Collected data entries
::::

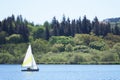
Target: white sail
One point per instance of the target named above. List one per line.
(29, 60)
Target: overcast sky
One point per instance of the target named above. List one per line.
(40, 11)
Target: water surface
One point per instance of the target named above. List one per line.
(62, 72)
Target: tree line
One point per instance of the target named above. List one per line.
(69, 27)
(17, 30)
(18, 27)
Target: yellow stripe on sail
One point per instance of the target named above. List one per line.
(28, 61)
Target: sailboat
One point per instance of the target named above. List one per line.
(29, 61)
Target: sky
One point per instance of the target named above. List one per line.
(39, 11)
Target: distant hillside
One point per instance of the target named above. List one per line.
(117, 19)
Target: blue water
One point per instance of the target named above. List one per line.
(62, 72)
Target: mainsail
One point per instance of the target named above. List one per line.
(29, 60)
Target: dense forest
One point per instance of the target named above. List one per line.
(76, 41)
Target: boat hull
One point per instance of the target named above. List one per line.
(30, 70)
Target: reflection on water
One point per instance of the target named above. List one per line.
(62, 72)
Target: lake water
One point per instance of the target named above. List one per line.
(62, 72)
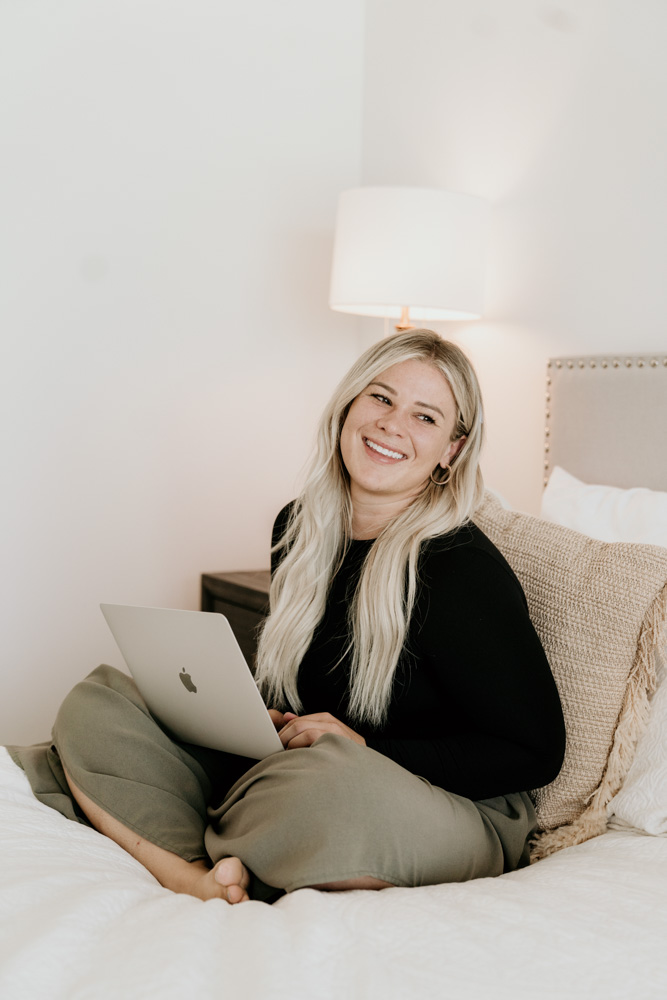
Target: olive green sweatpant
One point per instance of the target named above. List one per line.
(328, 812)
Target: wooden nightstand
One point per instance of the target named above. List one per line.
(243, 598)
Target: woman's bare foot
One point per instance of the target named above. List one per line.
(231, 875)
(227, 880)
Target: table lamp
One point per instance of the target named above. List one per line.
(409, 254)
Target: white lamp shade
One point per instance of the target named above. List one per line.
(416, 247)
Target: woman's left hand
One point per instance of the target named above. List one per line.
(304, 730)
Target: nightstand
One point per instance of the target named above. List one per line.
(243, 598)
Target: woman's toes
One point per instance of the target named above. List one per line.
(233, 875)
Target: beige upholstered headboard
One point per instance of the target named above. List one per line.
(607, 419)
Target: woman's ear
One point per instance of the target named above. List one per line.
(453, 448)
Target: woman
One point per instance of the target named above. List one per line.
(410, 689)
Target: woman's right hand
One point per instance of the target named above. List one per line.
(280, 719)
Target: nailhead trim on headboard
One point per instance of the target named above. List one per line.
(636, 361)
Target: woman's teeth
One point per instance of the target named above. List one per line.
(383, 451)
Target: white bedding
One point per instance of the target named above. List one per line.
(81, 919)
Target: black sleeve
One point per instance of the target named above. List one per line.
(279, 526)
(500, 724)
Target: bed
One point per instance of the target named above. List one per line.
(81, 919)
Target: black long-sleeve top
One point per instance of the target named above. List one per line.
(474, 706)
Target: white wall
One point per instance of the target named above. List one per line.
(555, 111)
(169, 176)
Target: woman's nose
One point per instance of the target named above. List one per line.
(391, 422)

::::

> **Directions**
Write the lines out exactly, from the one with "Target: beige upholstered headboard" down to the last line of the listing, and leave out all others.

> **Final result**
Target: beige upholstered headboard
One point per instance of the target named above. List one per line.
(607, 419)
Target: woman's ear
One point per instance of the target named above. List one per line.
(453, 448)
Target: woman
One point per instance of the target named above. List one per line.
(410, 689)
Target: woman's right hand
One point per instance of the target named above. List one per line.
(280, 719)
Target: nailhead trim on headboard
One point per instance of the target named above. List one per line.
(636, 361)
Target: woman's teeth
One point per instance of the target named above. List one per line.
(383, 451)
Target: white bedding
One point per instance of the target named above. List one per line.
(81, 919)
Target: black sleeve
One point per instance of the target named above. List one per line.
(279, 526)
(500, 724)
Target: bed
One point per instance of the target named above. List one per line.
(81, 919)
Target: black long-sleeve top
One point per instance of the target named above. List one per line.
(474, 706)
Target: white wall
One point per instance of the target named above. List one per line.
(555, 111)
(169, 176)
Target: woman's nose
One point per instance of the target named above. List one per line.
(391, 422)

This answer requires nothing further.